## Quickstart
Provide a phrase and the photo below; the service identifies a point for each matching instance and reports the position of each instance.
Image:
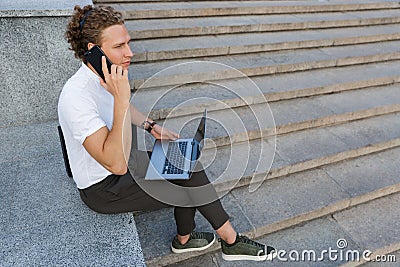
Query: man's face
(116, 45)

Activity: Copy the records above exactly. Do not carry any picture into the copy.

Written solution:
## Quickstart
Provide a phrase and the photo below; the service identifies a point for each matching instance and reports the position of each instance.
Image:
Query: man's face
(116, 45)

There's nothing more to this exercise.